### Written exercise
Output every entry exactly, from the first line to the last.

### Excerpted records

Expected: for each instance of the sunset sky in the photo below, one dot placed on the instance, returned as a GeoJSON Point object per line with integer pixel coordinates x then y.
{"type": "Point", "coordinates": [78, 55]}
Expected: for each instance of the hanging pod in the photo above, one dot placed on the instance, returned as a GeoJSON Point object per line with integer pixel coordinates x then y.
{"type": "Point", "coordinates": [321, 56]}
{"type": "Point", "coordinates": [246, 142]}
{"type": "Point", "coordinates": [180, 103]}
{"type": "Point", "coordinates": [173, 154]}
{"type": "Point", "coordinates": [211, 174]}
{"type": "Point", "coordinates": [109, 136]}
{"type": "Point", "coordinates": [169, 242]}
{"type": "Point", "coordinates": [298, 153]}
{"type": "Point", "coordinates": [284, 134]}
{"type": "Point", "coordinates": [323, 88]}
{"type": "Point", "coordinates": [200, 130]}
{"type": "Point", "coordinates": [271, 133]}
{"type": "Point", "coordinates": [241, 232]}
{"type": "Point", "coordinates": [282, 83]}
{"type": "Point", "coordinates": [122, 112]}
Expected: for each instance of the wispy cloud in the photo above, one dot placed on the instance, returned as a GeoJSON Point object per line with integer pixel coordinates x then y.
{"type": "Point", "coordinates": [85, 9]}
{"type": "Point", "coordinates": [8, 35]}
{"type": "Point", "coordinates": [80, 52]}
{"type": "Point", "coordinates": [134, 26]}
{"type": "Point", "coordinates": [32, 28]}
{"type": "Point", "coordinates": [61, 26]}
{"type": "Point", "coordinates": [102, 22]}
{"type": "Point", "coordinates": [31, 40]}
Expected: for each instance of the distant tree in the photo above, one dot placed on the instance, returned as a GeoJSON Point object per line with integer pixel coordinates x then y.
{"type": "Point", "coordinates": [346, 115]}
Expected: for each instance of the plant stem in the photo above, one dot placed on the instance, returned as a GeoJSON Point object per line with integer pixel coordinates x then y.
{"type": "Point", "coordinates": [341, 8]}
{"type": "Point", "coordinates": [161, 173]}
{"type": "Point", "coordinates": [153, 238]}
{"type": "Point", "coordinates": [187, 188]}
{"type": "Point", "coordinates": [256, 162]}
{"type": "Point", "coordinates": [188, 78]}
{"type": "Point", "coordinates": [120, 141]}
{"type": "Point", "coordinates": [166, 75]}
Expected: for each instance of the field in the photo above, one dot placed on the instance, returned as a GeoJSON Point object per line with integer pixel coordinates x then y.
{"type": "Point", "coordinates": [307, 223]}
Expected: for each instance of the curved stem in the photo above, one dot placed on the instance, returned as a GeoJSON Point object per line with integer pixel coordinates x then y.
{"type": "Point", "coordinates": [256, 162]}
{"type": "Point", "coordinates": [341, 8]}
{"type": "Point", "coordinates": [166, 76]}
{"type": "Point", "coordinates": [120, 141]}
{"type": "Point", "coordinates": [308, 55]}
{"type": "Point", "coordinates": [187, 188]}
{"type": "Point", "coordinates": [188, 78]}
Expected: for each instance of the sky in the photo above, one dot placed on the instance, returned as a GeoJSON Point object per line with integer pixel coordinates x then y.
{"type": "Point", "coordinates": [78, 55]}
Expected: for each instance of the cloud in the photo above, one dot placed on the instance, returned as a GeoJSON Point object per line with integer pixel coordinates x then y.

### Reply
Expected: for each instance of the sunset sky in the photo below, one dot placed on the instance, returned as a GeoJSON Point object per line with integer pixel coordinates x then y.
{"type": "Point", "coordinates": [78, 55]}
Expected: for each instance of the hanging pod in the photo above, one dot placed on the instance, returned as a GeoJSON Point object per line with integer pixel coordinates x then y.
{"type": "Point", "coordinates": [321, 56]}
{"type": "Point", "coordinates": [246, 142]}
{"type": "Point", "coordinates": [180, 103]}
{"type": "Point", "coordinates": [173, 154]}
{"type": "Point", "coordinates": [211, 174]}
{"type": "Point", "coordinates": [109, 136]}
{"type": "Point", "coordinates": [169, 242]}
{"type": "Point", "coordinates": [298, 153]}
{"type": "Point", "coordinates": [284, 134]}
{"type": "Point", "coordinates": [323, 88]}
{"type": "Point", "coordinates": [200, 130]}
{"type": "Point", "coordinates": [271, 133]}
{"type": "Point", "coordinates": [241, 232]}
{"type": "Point", "coordinates": [282, 83]}
{"type": "Point", "coordinates": [122, 112]}
Expected: for each instance of the wispy cloud in the photo above, one dot placed on the instance, returned as a GeoJSON Point object per line with integer pixel coordinates x then y.
{"type": "Point", "coordinates": [85, 9]}
{"type": "Point", "coordinates": [8, 35]}
{"type": "Point", "coordinates": [80, 52]}
{"type": "Point", "coordinates": [134, 26]}
{"type": "Point", "coordinates": [32, 28]}
{"type": "Point", "coordinates": [61, 26]}
{"type": "Point", "coordinates": [102, 22]}
{"type": "Point", "coordinates": [31, 40]}
Expected: for each instance of the distant tree in the photo above, one dot placed on the instance, returned as a GeoJSON Point object per line with integer pixel coordinates x then y.
{"type": "Point", "coordinates": [346, 115]}
Expected: for each instance of the plant stem in the photo above, one dot placed on the instance, returned as a GeoJSON Point object per line with integer pixel coordinates x then y.
{"type": "Point", "coordinates": [341, 8]}
{"type": "Point", "coordinates": [161, 173]}
{"type": "Point", "coordinates": [153, 238]}
{"type": "Point", "coordinates": [187, 188]}
{"type": "Point", "coordinates": [256, 162]}
{"type": "Point", "coordinates": [188, 78]}
{"type": "Point", "coordinates": [120, 141]}
{"type": "Point", "coordinates": [166, 75]}
Expected: for each instance of the field in the photo above, one dot placed on the instance, returned as a GeoJSON Point object per line with integer pixel coordinates x then y.
{"type": "Point", "coordinates": [307, 223]}
Expected: for each instance of the curved stem in the photo above, one dot placed on the instance, returned as a GeoJSON Point object per line with integer pixel coordinates x then y.
{"type": "Point", "coordinates": [256, 162]}
{"type": "Point", "coordinates": [341, 8]}
{"type": "Point", "coordinates": [166, 76]}
{"type": "Point", "coordinates": [120, 141]}
{"type": "Point", "coordinates": [308, 55]}
{"type": "Point", "coordinates": [187, 188]}
{"type": "Point", "coordinates": [188, 78]}
Expected: for each instance of the sky in the photo above, one dot placed on the instance, returned as a GeoJSON Point object per line with integer pixel coordinates x then y.
{"type": "Point", "coordinates": [78, 55]}
Expected: for each instance of the cloud in the photo above, one dot placed on the instance, returned as a GeoJSON Point object per line with integer pixel coordinates x then y.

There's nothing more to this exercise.